#### Provided data:
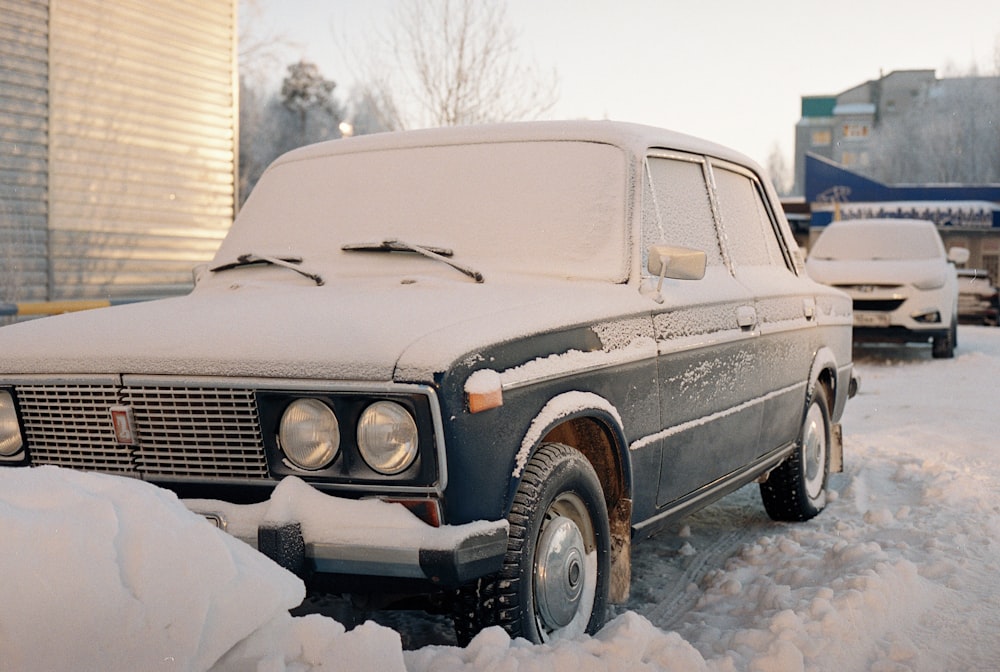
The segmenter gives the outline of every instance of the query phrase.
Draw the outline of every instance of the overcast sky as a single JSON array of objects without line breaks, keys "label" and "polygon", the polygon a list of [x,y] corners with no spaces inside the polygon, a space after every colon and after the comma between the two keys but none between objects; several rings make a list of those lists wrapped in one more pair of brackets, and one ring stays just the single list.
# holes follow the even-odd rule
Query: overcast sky
[{"label": "overcast sky", "polygon": [[[351,73],[335,45],[391,21],[399,0],[255,0],[287,62]],[[709,138],[790,162],[804,95],[880,72],[996,72],[1000,0],[508,0],[526,60],[554,69],[553,118],[610,118]],[[246,11],[244,18],[250,16]],[[256,30],[256,28],[255,28]]]}]

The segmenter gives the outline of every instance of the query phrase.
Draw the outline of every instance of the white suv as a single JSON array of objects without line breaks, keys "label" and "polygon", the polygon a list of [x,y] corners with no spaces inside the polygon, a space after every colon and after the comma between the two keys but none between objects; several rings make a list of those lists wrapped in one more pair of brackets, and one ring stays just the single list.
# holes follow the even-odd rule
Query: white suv
[{"label": "white suv", "polygon": [[962,247],[945,255],[933,222],[858,219],[827,226],[806,269],[850,294],[855,341],[931,341],[934,357],[950,358],[958,342],[954,265],[968,258]]}]

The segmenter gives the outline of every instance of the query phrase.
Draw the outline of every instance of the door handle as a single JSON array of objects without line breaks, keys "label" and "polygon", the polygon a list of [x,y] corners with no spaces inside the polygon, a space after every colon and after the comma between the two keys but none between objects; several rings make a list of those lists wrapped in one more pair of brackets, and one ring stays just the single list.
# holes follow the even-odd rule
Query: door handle
[{"label": "door handle", "polygon": [[736,309],[736,324],[740,329],[750,329],[757,325],[757,311],[753,306],[740,306]]}]

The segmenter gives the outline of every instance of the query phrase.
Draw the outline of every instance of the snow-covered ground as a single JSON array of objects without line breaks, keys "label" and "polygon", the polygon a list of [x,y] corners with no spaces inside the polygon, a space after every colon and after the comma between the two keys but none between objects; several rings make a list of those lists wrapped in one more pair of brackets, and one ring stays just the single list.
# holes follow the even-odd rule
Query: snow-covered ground
[{"label": "snow-covered ground", "polygon": [[498,629],[434,643],[447,622],[417,616],[389,620],[399,632],[293,617],[298,580],[171,494],[0,469],[0,670],[995,669],[1000,329],[961,327],[954,360],[856,358],[821,516],[774,523],[744,488],[634,547],[632,599],[603,631],[543,646]]}]

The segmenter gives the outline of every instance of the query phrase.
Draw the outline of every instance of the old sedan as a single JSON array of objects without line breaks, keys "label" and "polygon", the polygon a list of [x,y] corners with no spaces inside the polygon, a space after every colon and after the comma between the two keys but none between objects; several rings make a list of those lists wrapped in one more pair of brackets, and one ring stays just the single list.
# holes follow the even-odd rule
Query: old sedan
[{"label": "old sedan", "polygon": [[544,641],[626,598],[633,539],[744,484],[823,509],[851,324],[718,145],[338,140],[268,169],[188,296],[0,330],[0,464],[142,478],[316,590]]}]

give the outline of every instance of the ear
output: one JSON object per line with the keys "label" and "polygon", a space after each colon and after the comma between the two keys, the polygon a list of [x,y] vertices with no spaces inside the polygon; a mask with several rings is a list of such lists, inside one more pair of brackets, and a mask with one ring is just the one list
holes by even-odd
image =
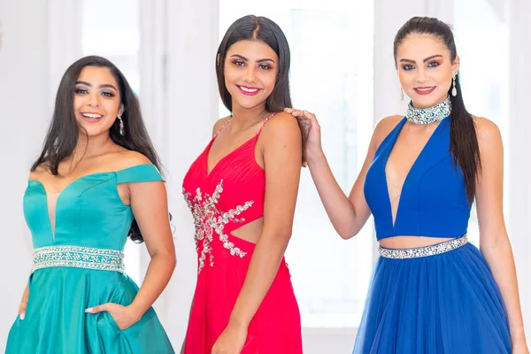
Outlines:
{"label": "ear", "polygon": [[451,65],[452,77],[458,74],[460,65],[461,65],[461,58],[459,58],[459,56],[456,56],[456,58]]}

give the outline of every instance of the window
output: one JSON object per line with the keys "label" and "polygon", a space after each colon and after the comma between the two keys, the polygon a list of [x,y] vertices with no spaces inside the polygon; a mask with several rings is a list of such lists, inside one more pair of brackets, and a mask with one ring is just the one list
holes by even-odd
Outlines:
{"label": "window", "polygon": [[[469,0],[454,3],[454,27],[463,98],[473,115],[493,120],[504,142],[505,173],[509,171],[507,139],[509,125],[509,27],[505,2]],[[474,16],[470,16],[474,13]],[[504,181],[509,181],[507,175]],[[505,190],[507,188],[505,186]],[[504,205],[507,215],[507,196]],[[469,239],[479,246],[480,235],[475,207],[468,227]]]}
{"label": "window", "polygon": [[[219,39],[235,19],[250,13],[273,19],[288,37],[293,104],[317,115],[328,162],[349,193],[373,127],[373,3],[220,0]],[[227,114],[222,104],[219,112]],[[373,271],[373,244],[372,220],[352,240],[337,235],[304,169],[286,254],[304,327],[358,327]]]}
{"label": "window", "polygon": [[[139,92],[139,4],[127,0],[84,0],[81,8],[82,55],[98,55],[111,60]],[[141,282],[142,245],[129,239],[125,247],[126,273]]]}

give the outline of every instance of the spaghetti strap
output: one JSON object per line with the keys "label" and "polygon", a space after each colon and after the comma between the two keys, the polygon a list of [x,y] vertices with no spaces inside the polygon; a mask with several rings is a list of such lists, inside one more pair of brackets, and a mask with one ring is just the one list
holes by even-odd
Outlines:
{"label": "spaghetti strap", "polygon": [[[225,127],[227,127],[228,125],[228,123],[230,123],[231,121],[232,121],[232,115],[230,116],[230,118],[228,119],[227,119],[227,121],[225,123],[223,123],[221,127],[219,129],[218,129],[218,131],[216,132],[216,134],[213,136],[213,139],[215,139],[216,136],[218,136],[218,135],[219,133],[221,133],[221,130],[223,130],[225,128]],[[212,139],[212,141],[213,141],[213,139]]]}
{"label": "spaghetti strap", "polygon": [[264,128],[264,126],[266,125],[266,123],[267,123],[267,121],[269,119],[271,119],[273,118],[273,116],[274,116],[276,114],[276,112],[274,113],[273,113],[272,115],[270,115],[269,117],[267,117],[266,119],[266,120],[264,120],[264,123],[262,123],[262,127],[260,127],[260,128],[258,129],[258,131],[257,132],[257,135],[258,135],[260,134],[260,132],[262,131],[262,129]]}

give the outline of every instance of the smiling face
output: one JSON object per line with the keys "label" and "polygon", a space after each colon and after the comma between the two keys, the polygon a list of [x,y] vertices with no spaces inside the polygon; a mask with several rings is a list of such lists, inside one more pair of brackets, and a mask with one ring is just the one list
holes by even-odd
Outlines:
{"label": "smiling face", "polygon": [[443,42],[432,35],[408,35],[396,51],[398,79],[415,107],[431,107],[448,96],[459,58],[452,61]]}
{"label": "smiling face", "polygon": [[224,73],[233,110],[266,104],[274,88],[278,60],[274,50],[259,40],[239,41],[230,46]]}
{"label": "smiling face", "polygon": [[85,66],[75,83],[73,111],[88,136],[109,135],[109,129],[123,110],[118,84],[111,70]]}

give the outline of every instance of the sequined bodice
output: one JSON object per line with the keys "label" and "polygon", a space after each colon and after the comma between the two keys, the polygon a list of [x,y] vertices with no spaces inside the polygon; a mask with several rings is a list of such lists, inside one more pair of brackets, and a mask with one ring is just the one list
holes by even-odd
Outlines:
{"label": "sequined bodice", "polygon": [[258,134],[219,160],[208,173],[208,153],[216,136],[183,181],[184,198],[194,217],[198,272],[205,263],[213,266],[214,248],[245,257],[246,252],[231,242],[231,232],[264,216],[266,175],[255,159]]}
{"label": "sequined bodice", "polygon": [[163,181],[153,165],[88,174],[68,184],[50,206],[44,186],[30,180],[24,216],[34,248],[68,245],[123,250],[134,217],[131,207],[119,198],[117,185],[150,181]]}
{"label": "sequined bodice", "polygon": [[450,118],[439,123],[407,174],[393,215],[385,165],[404,118],[378,147],[364,191],[374,216],[376,238],[396,235],[458,237],[466,234],[471,204],[461,169],[450,150]]}

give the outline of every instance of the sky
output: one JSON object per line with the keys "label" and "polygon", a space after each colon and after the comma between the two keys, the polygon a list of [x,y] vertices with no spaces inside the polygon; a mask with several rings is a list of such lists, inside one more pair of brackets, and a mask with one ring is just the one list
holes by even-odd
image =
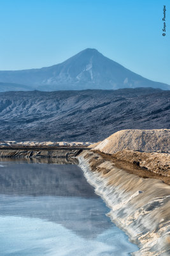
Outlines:
{"label": "sky", "polygon": [[0,10],[1,70],[49,67],[95,48],[170,84],[170,0],[0,0]]}

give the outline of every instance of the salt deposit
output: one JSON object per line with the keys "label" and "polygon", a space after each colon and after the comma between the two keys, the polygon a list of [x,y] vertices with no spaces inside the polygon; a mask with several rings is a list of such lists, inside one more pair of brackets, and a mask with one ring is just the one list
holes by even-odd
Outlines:
{"label": "salt deposit", "polygon": [[94,149],[111,154],[124,149],[170,153],[170,129],[119,131]]}

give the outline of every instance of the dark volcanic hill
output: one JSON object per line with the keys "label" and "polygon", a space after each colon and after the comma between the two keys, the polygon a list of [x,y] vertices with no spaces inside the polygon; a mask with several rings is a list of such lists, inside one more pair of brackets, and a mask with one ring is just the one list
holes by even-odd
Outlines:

#### Instructions to follow:
Copy out word for word the rows from the line containing "give the outline of every instance of the sky" up to and including the final line of the rows, leaving out the pictures.

#### Worked solution:
give the outline of every instance of the sky
output: one JSON object per line with the keys "label" and "polygon", a space after each colon and after the comma between the two keys, the polygon a list of [x,y] vertices with no spaces inside the polygon; a mask with several rings is a list of such lists, inside one more pair of brackets, and a mask with one ring is just the one list
holes by even-odd
image =
Outlines:
{"label": "sky", "polygon": [[0,10],[1,70],[49,67],[95,48],[170,84],[170,0],[0,0]]}

give the outline of every instance of the salt deposit
output: one JSON object per line with the keys "label" and "polygon", a space after each colon and after the comma between the two keys, the polygon a list of [x,y] vertices with no spaces inside the polygon; a mask with several rings is a list of such lists, inside one more pair of brackets, and a mask with one ring is just the one list
holes by even-odd
Outlines:
{"label": "salt deposit", "polygon": [[94,149],[111,154],[124,149],[170,153],[170,129],[119,131]]}

give the outline of every instance of the dark volcanic hill
output: one JSON object per line with the keys "label" and "polygon", a space after each colon and after the comma between the two keys, the polygon a list of [x,y] vertices with no spaces inside the polygon; a mask with several rings is a list of such lists, inside one more pair of brackets, and a mask with one ring is just the one list
holes by even-odd
Outlines:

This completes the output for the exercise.